→ **Work required**
Render the data below as a Markdown table with the columns "Row" and "Line", starting at the line that contains "The component shall provide one point per instance of the lime" and ending at the last line of the data, both included. Number each line in the Row column and omit blank lines.

→ **Exercise materials**

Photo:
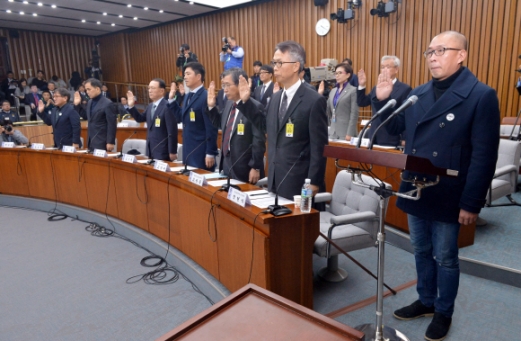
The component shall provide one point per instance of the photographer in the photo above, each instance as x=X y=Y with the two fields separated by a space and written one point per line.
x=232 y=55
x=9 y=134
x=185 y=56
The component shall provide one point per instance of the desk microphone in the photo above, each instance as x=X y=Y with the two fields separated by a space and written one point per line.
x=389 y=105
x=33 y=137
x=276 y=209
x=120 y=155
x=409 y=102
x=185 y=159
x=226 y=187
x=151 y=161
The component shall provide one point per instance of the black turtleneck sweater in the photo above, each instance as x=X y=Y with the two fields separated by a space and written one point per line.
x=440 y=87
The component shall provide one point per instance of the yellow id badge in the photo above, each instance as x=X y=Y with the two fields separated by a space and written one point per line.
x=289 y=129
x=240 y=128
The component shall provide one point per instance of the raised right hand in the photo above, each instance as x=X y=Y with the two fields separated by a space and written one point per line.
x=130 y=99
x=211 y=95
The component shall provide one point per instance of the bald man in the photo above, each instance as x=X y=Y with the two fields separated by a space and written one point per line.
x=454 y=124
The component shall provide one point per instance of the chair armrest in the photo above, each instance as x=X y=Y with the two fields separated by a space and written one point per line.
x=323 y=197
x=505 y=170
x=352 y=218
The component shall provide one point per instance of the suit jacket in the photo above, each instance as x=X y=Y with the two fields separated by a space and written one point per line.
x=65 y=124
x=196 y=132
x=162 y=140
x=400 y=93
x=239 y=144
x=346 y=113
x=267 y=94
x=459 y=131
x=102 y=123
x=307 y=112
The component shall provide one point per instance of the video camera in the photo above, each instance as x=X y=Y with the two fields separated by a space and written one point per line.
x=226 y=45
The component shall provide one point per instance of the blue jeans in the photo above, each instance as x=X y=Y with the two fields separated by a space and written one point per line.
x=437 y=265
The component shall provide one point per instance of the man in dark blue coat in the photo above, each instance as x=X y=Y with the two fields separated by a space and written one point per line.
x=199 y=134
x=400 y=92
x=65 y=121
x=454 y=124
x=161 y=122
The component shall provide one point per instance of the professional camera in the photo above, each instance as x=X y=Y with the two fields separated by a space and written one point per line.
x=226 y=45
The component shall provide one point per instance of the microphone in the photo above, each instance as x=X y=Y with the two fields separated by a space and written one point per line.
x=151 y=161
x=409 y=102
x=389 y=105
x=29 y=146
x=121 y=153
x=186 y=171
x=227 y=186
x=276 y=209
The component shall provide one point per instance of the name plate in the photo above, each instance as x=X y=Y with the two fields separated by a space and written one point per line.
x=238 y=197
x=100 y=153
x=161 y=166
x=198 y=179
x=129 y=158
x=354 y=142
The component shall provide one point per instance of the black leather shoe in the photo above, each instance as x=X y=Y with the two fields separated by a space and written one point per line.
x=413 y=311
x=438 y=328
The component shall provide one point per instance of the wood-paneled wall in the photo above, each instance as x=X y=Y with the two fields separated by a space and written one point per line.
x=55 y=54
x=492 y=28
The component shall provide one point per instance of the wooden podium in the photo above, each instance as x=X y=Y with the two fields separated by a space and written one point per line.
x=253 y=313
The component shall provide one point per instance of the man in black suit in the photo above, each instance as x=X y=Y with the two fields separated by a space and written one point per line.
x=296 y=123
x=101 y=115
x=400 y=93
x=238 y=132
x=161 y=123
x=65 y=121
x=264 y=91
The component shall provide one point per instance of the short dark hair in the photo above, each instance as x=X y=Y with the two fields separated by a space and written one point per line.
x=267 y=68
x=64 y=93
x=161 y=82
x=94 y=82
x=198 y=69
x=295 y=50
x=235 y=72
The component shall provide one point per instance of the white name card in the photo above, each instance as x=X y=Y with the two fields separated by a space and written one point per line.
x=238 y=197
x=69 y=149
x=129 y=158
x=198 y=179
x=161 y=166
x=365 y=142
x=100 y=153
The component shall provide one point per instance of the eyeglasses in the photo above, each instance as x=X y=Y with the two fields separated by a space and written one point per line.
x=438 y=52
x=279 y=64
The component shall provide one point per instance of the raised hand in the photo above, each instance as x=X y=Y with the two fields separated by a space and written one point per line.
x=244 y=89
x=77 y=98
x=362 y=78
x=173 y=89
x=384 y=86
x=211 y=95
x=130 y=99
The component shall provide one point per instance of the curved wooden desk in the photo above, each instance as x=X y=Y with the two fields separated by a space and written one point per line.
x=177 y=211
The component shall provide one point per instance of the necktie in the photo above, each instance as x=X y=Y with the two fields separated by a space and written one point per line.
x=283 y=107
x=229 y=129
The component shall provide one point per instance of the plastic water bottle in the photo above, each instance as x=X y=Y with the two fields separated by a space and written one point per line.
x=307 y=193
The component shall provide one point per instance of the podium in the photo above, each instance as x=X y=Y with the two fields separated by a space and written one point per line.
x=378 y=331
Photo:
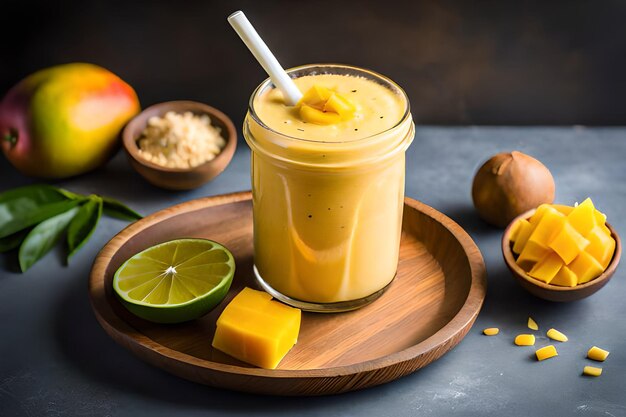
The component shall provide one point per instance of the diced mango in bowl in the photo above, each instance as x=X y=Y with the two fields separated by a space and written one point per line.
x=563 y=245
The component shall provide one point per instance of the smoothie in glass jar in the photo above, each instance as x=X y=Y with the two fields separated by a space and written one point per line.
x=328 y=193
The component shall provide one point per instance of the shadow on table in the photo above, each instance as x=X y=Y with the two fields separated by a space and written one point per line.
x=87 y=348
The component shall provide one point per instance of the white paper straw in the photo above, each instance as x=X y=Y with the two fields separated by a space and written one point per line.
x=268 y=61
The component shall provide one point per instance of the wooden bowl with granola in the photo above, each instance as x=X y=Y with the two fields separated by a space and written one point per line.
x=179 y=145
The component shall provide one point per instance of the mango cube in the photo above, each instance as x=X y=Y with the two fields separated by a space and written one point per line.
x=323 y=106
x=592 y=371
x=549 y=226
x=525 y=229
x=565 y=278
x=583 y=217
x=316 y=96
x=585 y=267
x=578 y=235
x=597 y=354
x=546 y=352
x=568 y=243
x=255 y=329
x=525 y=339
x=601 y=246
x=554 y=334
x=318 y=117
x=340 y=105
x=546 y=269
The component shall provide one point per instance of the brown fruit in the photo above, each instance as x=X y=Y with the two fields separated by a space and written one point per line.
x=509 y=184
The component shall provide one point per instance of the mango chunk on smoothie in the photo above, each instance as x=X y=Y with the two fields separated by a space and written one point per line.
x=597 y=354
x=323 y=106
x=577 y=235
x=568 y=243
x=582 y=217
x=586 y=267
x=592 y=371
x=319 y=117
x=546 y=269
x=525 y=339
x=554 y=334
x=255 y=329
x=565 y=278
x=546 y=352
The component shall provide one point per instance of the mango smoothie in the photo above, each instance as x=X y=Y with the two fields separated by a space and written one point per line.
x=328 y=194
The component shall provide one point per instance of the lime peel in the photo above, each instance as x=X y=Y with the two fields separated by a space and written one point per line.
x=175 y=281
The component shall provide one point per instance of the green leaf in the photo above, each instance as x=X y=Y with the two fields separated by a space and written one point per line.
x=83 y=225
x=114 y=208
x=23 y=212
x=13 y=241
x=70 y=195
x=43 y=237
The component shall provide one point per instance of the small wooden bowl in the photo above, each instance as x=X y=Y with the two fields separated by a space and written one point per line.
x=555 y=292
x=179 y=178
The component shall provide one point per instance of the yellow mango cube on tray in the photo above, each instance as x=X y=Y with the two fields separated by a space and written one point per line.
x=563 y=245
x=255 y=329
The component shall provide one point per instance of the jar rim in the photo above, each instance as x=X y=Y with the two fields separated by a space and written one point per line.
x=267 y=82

→ **Exercise result**
| Row | Line |
|---|---|
| 1 | The component shall provide one point per instance of the lime peel in the photo above, each instance as x=X y=Y with the two fields separated by a space and written one point per line. |
| 2 | x=175 y=281 |
| 3 | The component shall provide one point per instance of the green leaf in the photo above, each instance as x=X y=Y with the two fields separated by a space and written one point per line. |
| 4 | x=83 y=225 |
| 5 | x=114 y=208 |
| 6 | x=23 y=212 |
| 7 | x=13 y=241 |
| 8 | x=70 y=195 |
| 9 | x=43 y=237 |
| 10 | The component shall provide one point per instance of the small wooden bowl in the photo above, each instance as x=X y=Y with the two fields separated by a space and written one point per line. |
| 11 | x=555 y=292 |
| 12 | x=179 y=178 |
| 13 | The component shall provide one point per instance of the yellow mango cube on tray in the photo above, each instance as x=X y=Y with the two fields separated by a space and written one point per line. |
| 14 | x=563 y=245 |
| 15 | x=255 y=329 |
| 16 | The component shall provide one point per instance of the jar rim in the photo above, each instance as x=X y=Y with the two fields separated by a space and written one point per line. |
| 17 | x=267 y=82 |